Given instruction: Recast the data below as a Markdown table with the columns "Number" and "Line," one row per line, omitting blank lines. Leave the pictures out of the table.

------------------------

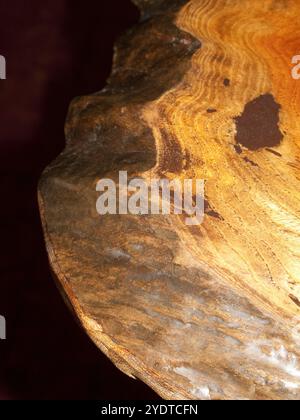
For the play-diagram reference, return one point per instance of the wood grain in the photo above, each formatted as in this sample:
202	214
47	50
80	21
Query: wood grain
200	89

------------------------

Solution below:
| Number | Line |
|---|---|
| 1 | For the play-diagram reference, return one point per instance of the wood grain in the photo above, each formatted as in this sample: |
| 2 | 202	214 |
| 3 | 47	50 |
| 4 | 80	21 |
| 5 | Query: wood grain |
| 6 | 200	89 |